- **Problem statement**
Copy down every one of the entries below word for word, keeping each line unchanged.

-- Start --

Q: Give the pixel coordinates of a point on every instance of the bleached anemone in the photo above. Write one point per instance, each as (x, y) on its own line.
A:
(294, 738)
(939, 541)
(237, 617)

-- End --

- **Answer in full**
Q: Give the pixel coordinates of a point on every instance of the bleached anemone in the photo above. Write one point per instance, each as (x, y) on its own line.
A:
(294, 738)
(939, 541)
(237, 617)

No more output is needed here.